* _Exercise_
Take the entries that follow and return only the lines from the one with "the green bush" through the final line, leaving every picture behind.

* _Dataset rows_
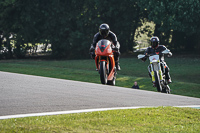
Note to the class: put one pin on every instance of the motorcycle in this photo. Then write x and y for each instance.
(105, 62)
(156, 70)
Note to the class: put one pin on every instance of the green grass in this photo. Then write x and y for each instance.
(160, 119)
(185, 72)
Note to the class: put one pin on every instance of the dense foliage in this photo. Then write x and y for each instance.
(69, 26)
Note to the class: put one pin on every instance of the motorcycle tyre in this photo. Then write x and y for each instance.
(111, 82)
(157, 82)
(103, 72)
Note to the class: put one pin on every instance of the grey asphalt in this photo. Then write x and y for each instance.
(23, 94)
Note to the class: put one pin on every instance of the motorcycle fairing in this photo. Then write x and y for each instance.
(104, 52)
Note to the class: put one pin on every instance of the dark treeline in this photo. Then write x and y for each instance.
(69, 25)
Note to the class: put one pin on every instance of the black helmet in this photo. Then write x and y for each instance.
(104, 30)
(154, 41)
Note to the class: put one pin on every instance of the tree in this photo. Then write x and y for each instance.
(178, 18)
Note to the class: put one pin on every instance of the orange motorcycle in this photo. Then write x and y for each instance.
(105, 62)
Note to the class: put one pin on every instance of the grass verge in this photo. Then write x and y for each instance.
(160, 119)
(185, 72)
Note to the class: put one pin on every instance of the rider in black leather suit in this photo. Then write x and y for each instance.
(105, 33)
(157, 49)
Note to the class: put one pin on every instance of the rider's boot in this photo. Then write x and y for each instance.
(169, 81)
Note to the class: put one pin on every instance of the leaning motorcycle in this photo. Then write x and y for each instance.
(156, 70)
(105, 62)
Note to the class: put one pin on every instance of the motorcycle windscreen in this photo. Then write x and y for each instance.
(102, 44)
(154, 58)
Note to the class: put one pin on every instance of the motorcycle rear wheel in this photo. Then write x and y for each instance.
(103, 72)
(157, 81)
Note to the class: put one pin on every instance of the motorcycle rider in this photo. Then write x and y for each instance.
(157, 49)
(105, 33)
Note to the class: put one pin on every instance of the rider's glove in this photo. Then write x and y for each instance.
(144, 59)
(170, 54)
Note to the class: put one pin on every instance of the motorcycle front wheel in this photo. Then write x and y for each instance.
(103, 72)
(157, 81)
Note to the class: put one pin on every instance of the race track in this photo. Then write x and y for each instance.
(25, 94)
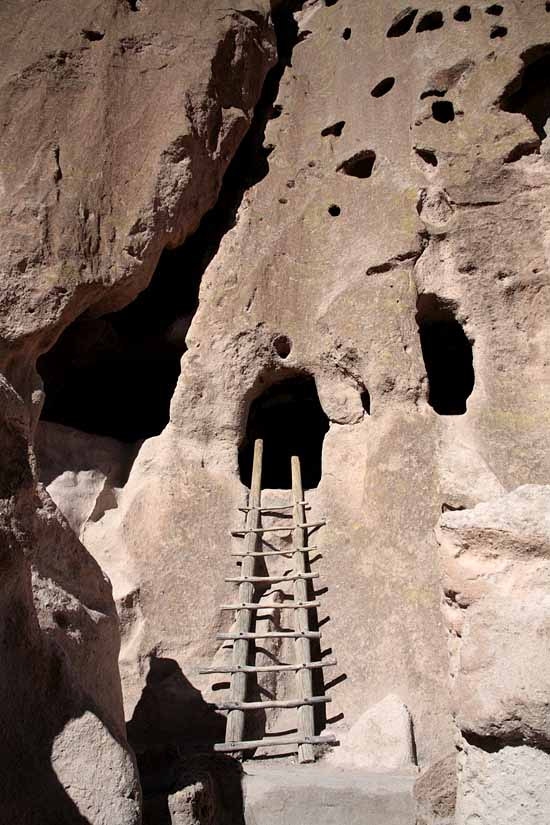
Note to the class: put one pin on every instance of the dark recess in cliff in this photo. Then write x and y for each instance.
(289, 418)
(447, 354)
(115, 376)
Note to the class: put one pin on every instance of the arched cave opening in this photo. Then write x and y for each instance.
(289, 418)
(447, 354)
(115, 375)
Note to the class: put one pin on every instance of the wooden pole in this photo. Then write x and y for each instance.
(235, 719)
(304, 681)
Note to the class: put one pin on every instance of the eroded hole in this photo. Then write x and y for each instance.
(282, 345)
(359, 165)
(335, 130)
(529, 93)
(463, 14)
(427, 155)
(430, 22)
(402, 23)
(289, 418)
(383, 87)
(443, 111)
(447, 354)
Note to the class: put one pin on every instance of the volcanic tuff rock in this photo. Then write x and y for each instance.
(393, 185)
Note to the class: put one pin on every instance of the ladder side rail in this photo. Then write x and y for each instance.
(304, 680)
(245, 618)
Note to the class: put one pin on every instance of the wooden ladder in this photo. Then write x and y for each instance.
(245, 631)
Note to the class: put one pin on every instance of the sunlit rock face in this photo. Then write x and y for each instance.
(350, 197)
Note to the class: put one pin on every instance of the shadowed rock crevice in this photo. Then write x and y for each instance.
(290, 419)
(115, 376)
(447, 354)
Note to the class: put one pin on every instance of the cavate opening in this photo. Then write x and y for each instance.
(358, 166)
(427, 155)
(447, 354)
(282, 345)
(529, 94)
(402, 23)
(383, 87)
(335, 130)
(463, 14)
(498, 31)
(443, 111)
(289, 418)
(430, 22)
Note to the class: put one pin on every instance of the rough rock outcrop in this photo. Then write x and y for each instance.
(496, 577)
(385, 218)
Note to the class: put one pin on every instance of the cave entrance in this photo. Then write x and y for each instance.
(447, 354)
(289, 418)
(115, 375)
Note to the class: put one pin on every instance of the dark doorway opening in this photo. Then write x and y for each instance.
(447, 354)
(115, 375)
(289, 418)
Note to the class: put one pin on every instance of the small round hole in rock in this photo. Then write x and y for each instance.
(443, 111)
(359, 165)
(427, 155)
(402, 23)
(430, 22)
(282, 346)
(61, 619)
(335, 130)
(383, 87)
(463, 14)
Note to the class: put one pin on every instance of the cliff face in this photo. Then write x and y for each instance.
(348, 192)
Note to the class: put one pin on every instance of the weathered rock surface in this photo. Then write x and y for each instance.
(397, 178)
(380, 741)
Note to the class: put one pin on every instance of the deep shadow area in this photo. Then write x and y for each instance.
(289, 418)
(447, 354)
(529, 94)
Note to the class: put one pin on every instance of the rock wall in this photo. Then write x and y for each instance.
(392, 187)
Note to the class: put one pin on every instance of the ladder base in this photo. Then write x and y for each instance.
(228, 747)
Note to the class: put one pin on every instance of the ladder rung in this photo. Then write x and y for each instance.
(227, 747)
(274, 703)
(276, 552)
(272, 509)
(269, 605)
(275, 634)
(292, 578)
(304, 526)
(268, 668)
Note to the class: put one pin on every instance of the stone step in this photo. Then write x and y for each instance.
(319, 795)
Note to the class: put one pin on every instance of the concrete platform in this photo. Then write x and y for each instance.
(319, 795)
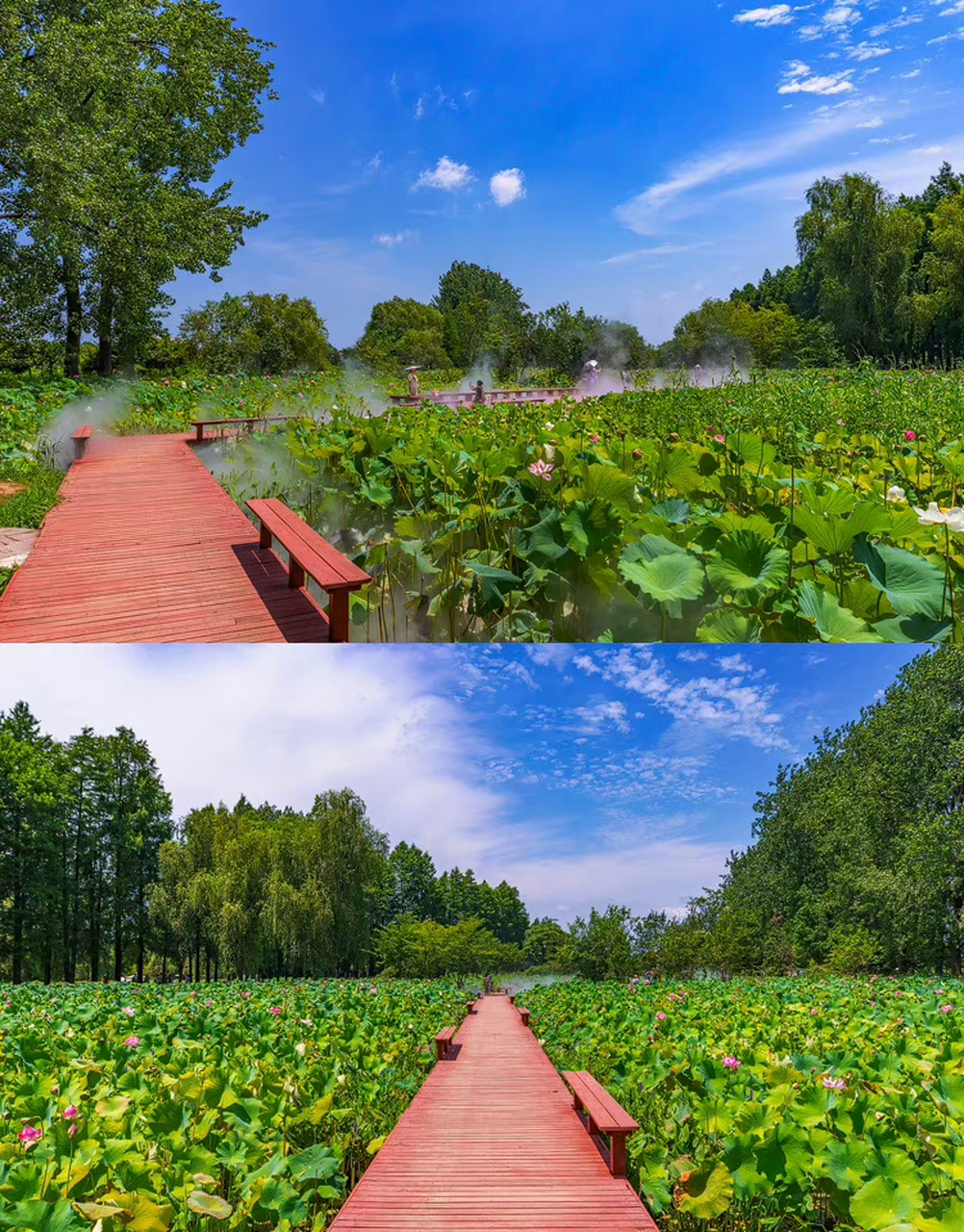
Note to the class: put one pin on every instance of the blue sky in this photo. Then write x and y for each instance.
(647, 155)
(584, 775)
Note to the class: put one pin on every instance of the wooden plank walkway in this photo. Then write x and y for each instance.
(145, 546)
(492, 1141)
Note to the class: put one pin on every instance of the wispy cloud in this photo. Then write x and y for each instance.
(445, 175)
(647, 212)
(507, 186)
(396, 241)
(775, 15)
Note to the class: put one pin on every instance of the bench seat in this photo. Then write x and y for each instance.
(444, 1041)
(249, 421)
(312, 555)
(604, 1116)
(80, 441)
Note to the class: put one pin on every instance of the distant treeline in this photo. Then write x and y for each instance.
(858, 860)
(96, 881)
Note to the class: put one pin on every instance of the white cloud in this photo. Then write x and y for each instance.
(396, 241)
(659, 250)
(641, 875)
(595, 717)
(775, 15)
(798, 79)
(901, 22)
(841, 16)
(646, 214)
(362, 717)
(947, 38)
(507, 186)
(722, 706)
(868, 52)
(445, 175)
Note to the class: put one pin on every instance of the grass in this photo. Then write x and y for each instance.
(39, 494)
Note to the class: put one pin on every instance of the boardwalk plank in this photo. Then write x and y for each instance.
(145, 546)
(492, 1142)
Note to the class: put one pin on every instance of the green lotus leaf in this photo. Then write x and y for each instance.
(210, 1205)
(915, 586)
(747, 566)
(492, 585)
(881, 1202)
(113, 1108)
(846, 1163)
(833, 624)
(707, 1192)
(729, 625)
(316, 1163)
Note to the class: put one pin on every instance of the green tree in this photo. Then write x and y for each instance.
(484, 317)
(258, 334)
(543, 941)
(403, 331)
(113, 121)
(861, 245)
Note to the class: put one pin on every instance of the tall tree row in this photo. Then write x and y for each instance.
(114, 117)
(80, 831)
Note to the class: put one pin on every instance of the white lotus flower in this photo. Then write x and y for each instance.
(936, 516)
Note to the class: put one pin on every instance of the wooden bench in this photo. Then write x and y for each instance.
(444, 1042)
(80, 441)
(312, 555)
(247, 422)
(603, 1116)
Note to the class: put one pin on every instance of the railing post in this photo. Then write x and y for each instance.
(339, 621)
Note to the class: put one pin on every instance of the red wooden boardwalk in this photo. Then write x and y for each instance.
(492, 1142)
(145, 546)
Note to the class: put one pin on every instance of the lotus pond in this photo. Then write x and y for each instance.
(796, 506)
(779, 1104)
(154, 1108)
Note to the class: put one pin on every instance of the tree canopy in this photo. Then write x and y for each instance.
(258, 334)
(114, 117)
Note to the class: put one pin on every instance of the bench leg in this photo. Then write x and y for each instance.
(339, 624)
(295, 575)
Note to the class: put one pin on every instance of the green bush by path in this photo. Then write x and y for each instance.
(779, 1104)
(775, 510)
(256, 1103)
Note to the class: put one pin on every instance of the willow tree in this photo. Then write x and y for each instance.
(114, 117)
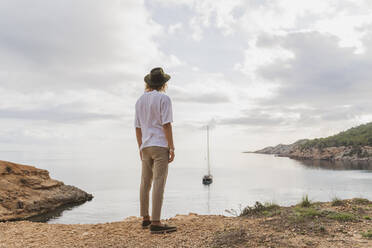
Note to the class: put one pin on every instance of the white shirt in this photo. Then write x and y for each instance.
(153, 110)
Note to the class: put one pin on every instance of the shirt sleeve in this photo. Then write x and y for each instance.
(137, 123)
(166, 110)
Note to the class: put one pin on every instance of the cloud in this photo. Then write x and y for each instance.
(320, 70)
(75, 44)
(204, 98)
(61, 114)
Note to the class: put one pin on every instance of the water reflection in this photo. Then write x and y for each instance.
(54, 214)
(337, 165)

* _Reply_
Note to the class: put one pin on every instance of the green bush by path in this photo. Then write x and y for each instance.
(779, 1104)
(775, 510)
(256, 1103)
Note to the class: put one pin on every instance of the willow tree in this photo. Then write x and y for each instance.
(114, 117)
Note to the class: put one pin on every instance of the white shirt in this photo. Then write x and y for each instance.
(153, 110)
Note to the class: put one pin on every instance of the shirt sleeve in this photo. Then write x and y for each instance.
(137, 123)
(166, 110)
Note to the class: put one pin on every instance of the cloud in this photo. Then write x and y for each instance.
(320, 70)
(75, 44)
(204, 98)
(61, 114)
Note to the class: put one pin on every instance of the water reflection in this photo. Then write x and y for each instance.
(54, 214)
(337, 165)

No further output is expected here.